# [Records of labeled points]
## Begin
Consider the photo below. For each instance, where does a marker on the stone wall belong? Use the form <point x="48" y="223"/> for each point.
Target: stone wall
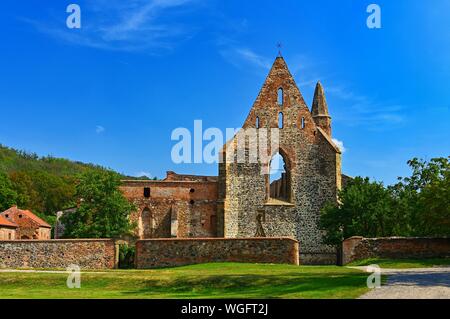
<point x="86" y="253"/>
<point x="357" y="248"/>
<point x="7" y="233"/>
<point x="176" y="252"/>
<point x="174" y="208"/>
<point x="313" y="167"/>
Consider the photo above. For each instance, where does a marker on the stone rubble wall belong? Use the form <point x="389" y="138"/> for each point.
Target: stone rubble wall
<point x="357" y="248"/>
<point x="153" y="253"/>
<point x="59" y="253"/>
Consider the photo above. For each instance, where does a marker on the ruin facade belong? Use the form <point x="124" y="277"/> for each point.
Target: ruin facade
<point x="242" y="201"/>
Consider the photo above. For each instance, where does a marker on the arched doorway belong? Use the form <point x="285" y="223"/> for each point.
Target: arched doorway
<point x="279" y="179"/>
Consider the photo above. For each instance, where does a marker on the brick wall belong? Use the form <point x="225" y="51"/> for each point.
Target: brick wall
<point x="357" y="248"/>
<point x="176" y="252"/>
<point x="86" y="253"/>
<point x="174" y="208"/>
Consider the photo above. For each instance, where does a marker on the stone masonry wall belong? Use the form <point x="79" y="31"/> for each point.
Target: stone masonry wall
<point x="313" y="163"/>
<point x="357" y="248"/>
<point x="86" y="253"/>
<point x="174" y="208"/>
<point x="154" y="253"/>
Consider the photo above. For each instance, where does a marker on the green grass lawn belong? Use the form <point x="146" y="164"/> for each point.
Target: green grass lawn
<point x="219" y="280"/>
<point x="403" y="263"/>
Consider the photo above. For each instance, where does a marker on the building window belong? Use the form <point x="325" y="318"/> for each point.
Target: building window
<point x="279" y="179"/>
<point x="280" y="97"/>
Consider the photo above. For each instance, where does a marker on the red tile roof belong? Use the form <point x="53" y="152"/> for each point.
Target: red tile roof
<point x="7" y="223"/>
<point x="17" y="211"/>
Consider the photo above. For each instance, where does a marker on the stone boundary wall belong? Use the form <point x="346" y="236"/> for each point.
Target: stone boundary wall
<point x="154" y="253"/>
<point x="357" y="248"/>
<point x="59" y="253"/>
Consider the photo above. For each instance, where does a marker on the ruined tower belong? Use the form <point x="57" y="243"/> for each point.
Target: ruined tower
<point x="250" y="203"/>
<point x="319" y="110"/>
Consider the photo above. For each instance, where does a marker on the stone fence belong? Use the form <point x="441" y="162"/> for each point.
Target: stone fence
<point x="153" y="253"/>
<point x="357" y="248"/>
<point x="59" y="253"/>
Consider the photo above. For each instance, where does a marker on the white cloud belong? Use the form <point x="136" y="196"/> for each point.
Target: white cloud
<point x="238" y="56"/>
<point x="99" y="129"/>
<point x="124" y="25"/>
<point x="147" y="174"/>
<point x="340" y="145"/>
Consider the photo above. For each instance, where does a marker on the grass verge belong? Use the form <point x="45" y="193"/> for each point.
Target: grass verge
<point x="216" y="280"/>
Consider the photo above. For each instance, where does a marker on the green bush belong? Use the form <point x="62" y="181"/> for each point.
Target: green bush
<point x="126" y="256"/>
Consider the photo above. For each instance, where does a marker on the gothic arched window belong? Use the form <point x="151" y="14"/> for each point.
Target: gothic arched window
<point x="280" y="97"/>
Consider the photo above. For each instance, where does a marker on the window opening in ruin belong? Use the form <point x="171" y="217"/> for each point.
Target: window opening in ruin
<point x="279" y="179"/>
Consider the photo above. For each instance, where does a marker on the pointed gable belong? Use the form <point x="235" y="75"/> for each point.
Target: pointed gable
<point x="279" y="94"/>
<point x="320" y="106"/>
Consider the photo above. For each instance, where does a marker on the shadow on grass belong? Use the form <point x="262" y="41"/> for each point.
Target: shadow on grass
<point x="322" y="285"/>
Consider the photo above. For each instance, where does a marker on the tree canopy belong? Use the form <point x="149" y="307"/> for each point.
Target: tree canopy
<point x="418" y="205"/>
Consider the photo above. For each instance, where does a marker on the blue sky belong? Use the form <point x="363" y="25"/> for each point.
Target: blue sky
<point x="112" y="92"/>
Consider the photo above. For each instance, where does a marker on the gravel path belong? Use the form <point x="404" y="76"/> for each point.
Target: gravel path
<point x="418" y="283"/>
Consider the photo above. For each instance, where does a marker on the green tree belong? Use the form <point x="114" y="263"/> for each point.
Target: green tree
<point x="365" y="208"/>
<point x="424" y="197"/>
<point x="104" y="212"/>
<point x="8" y="196"/>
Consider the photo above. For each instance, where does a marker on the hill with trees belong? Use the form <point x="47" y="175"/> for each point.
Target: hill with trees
<point x="43" y="185"/>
## End
# [Directions for this task]
Give back all of the material above line for line, leaving out the pictures.

# [Response]
Consider the photo below. For each instance, where does a marker on the stone wall belong? Use the form <point x="48" y="223"/> for each point.
Target: stone wall
<point x="86" y="253"/>
<point x="357" y="248"/>
<point x="7" y="233"/>
<point x="176" y="252"/>
<point x="174" y="208"/>
<point x="313" y="167"/>
Consider the photo above. For each instance, where does a marker on the stone rubble wall belong? Use the form <point x="389" y="138"/> for each point.
Target: stone rubble wall
<point x="357" y="248"/>
<point x="153" y="253"/>
<point x="59" y="253"/>
Consider the photo above. For each instance, where does a marker on the ruin facade belong? Use the form <point x="124" y="277"/> for each point.
Target: ruin facade
<point x="242" y="201"/>
Consider the photo above. For each instance, where does a marker on the arched doorway belong? Use the form <point x="285" y="223"/> for each point.
Target: arched doorway
<point x="279" y="179"/>
Consider the photo above. For each instance, where does a marker on the brick wall belong? Use the form <point x="225" y="51"/> for each point.
Target: brick wall
<point x="357" y="248"/>
<point x="176" y="252"/>
<point x="86" y="253"/>
<point x="174" y="208"/>
Consider the photo above. For each instance, where does a marker on the stone masonry wall belong? Use the form <point x="79" y="31"/> for each point.
Target: stone masonry wall
<point x="313" y="163"/>
<point x="357" y="248"/>
<point x="86" y="253"/>
<point x="174" y="208"/>
<point x="154" y="253"/>
Consider the photo above. For each instance, where does a marker on the green grass lawn belong? Use the form <point x="146" y="164"/> for each point.
Target: green grass lawn
<point x="219" y="280"/>
<point x="403" y="263"/>
Consider the photo above. For each instance, where does a marker on the building window belong? Use the form <point x="325" y="318"/> for each point.
Target: building window
<point x="279" y="179"/>
<point x="280" y="97"/>
Consider the photo above. For each instance, where does a marker on the red tile roof belong? Use the form <point x="53" y="152"/> for each point.
Target: red tile roof
<point x="7" y="223"/>
<point x="17" y="211"/>
Consider the photo above. For each instance, where does a marker on the stone boundary wall belong? Use the form <point x="346" y="236"/> for each point.
Target: stone boundary wall
<point x="154" y="253"/>
<point x="357" y="248"/>
<point x="59" y="253"/>
Consider the photo above. For each instance, where does a marker on the ruined tower belong? Use the form <point x="57" y="243"/> for each point.
Target: ruined tower
<point x="250" y="203"/>
<point x="319" y="110"/>
Consider the photo above. For each instance, where does a marker on the stone fence belong? Use the form <point x="441" y="162"/> for each point.
Target: stone fence
<point x="153" y="253"/>
<point x="357" y="248"/>
<point x="59" y="253"/>
Consider the photo above. For each instance, where does a marker on the white cloud belong? Use the form <point x="136" y="196"/> for each point.
Target: white cloud
<point x="238" y="56"/>
<point x="99" y="129"/>
<point x="124" y="25"/>
<point x="147" y="174"/>
<point x="340" y="145"/>
Consider the photo above. For each instance, where does a marker on the grass verge belong? Use the form <point x="45" y="193"/> for each point.
Target: grass verge
<point x="216" y="280"/>
Consider the photo above. For each instance, where does a marker on the green bush belong? Use the form <point x="62" y="181"/> for each point.
Target: green bush
<point x="126" y="256"/>
Consider the photo above. For each instance, where does a marker on the gothic arched window belong? Use the form <point x="151" y="14"/> for each point.
Target: gothic arched window
<point x="280" y="97"/>
Consider the photo above. For each instance, where does a marker on the window opening in ruin belong? Use the form <point x="171" y="217"/> for each point.
Target: window opening in ruin
<point x="279" y="179"/>
Consider the photo above. For each instance, where does a marker on the pointed gable belong? Use the form <point x="235" y="75"/> for each point.
Target: pointed gable
<point x="279" y="94"/>
<point x="320" y="106"/>
Consider the photo above. For each instance, where does a marker on the shadow on grass belong? Use the form <point x="262" y="41"/> for each point.
Target: shadow on grass
<point x="322" y="285"/>
Consider the photo above. For each instance, where does a marker on the tree canopy belong? Use the form <point x="149" y="307"/> for each point.
Target: tree canopy
<point x="418" y="205"/>
Consider the photo above. For each instance, where does a marker on the blue sky belong? Use the form <point x="363" y="25"/> for each point.
Target: blue sky
<point x="112" y="92"/>
Consider the photo above. For each instance, where does a marker on the gravel path belong? Use the form <point x="404" y="76"/> for each point.
Target: gravel path
<point x="418" y="283"/>
Consider the photo above. For each instance, where does a marker on the green tree belong? Use the form <point x="114" y="263"/> for each point.
Target: green tree
<point x="365" y="208"/>
<point x="424" y="197"/>
<point x="104" y="212"/>
<point x="8" y="196"/>
Consider the photo above. For each instance, where does a marker on the hill with trees belong? Use the form <point x="47" y="175"/> for each point.
Target: hill with trees
<point x="43" y="185"/>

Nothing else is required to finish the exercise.